*DESCRIPTION OF THE TASK:* What is needed is the number of lines in the data below that include "provide", stated by itself.
══ RECORD EXCERPTS
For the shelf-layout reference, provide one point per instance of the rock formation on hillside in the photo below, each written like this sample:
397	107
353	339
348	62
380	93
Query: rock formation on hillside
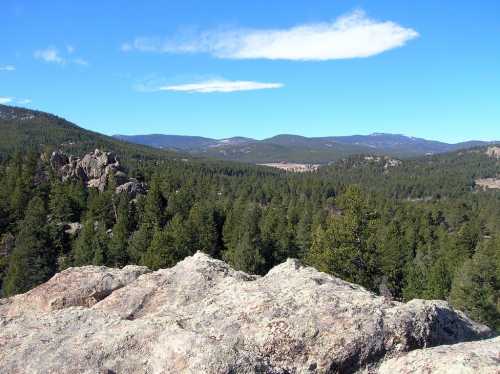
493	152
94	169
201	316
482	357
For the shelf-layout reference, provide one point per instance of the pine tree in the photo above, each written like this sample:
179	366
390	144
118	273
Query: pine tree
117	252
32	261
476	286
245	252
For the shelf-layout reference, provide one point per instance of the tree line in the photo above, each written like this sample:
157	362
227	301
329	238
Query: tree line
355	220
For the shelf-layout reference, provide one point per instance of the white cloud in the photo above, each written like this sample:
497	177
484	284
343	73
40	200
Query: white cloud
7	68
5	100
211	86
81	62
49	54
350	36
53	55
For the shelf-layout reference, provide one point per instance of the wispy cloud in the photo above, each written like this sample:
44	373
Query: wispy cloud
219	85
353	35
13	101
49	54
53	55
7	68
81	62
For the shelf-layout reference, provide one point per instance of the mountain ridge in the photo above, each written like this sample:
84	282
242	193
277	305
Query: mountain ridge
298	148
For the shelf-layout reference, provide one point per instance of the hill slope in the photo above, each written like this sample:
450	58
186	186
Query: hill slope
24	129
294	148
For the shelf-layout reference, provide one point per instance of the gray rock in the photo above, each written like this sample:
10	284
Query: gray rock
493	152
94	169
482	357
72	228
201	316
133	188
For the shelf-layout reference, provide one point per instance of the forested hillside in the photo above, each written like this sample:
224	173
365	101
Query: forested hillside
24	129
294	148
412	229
════
══ RECORD EXCERPTS
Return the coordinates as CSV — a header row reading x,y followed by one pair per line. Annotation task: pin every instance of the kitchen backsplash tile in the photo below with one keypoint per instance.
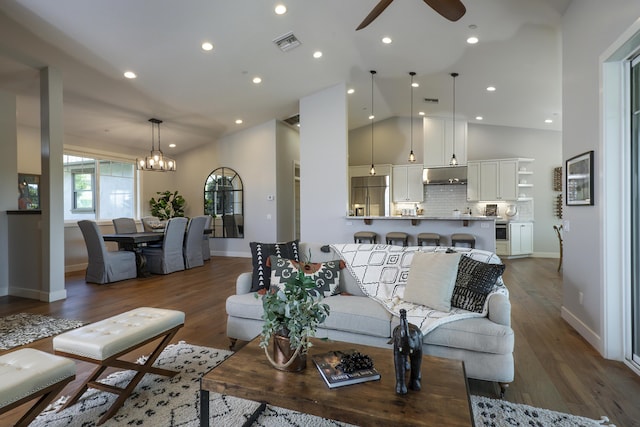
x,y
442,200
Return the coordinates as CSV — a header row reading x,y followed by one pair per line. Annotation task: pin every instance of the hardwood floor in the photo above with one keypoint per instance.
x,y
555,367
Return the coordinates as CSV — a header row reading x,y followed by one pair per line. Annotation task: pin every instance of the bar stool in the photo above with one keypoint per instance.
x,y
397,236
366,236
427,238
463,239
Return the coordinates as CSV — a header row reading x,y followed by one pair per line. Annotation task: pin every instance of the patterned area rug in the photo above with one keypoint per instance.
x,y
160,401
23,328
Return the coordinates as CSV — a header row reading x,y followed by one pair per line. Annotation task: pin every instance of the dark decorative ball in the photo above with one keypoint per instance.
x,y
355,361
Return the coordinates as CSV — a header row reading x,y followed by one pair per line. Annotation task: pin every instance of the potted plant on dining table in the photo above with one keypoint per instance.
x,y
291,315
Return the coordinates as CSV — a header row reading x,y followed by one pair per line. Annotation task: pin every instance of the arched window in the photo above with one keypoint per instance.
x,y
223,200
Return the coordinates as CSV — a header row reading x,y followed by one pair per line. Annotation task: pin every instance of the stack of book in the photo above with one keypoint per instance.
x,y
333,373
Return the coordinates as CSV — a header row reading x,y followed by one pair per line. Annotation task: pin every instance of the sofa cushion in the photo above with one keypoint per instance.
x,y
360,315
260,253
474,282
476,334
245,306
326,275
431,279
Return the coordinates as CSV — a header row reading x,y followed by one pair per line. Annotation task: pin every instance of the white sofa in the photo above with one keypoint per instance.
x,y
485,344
════
*OUTPUT FOR THIS EXERCISE:* 9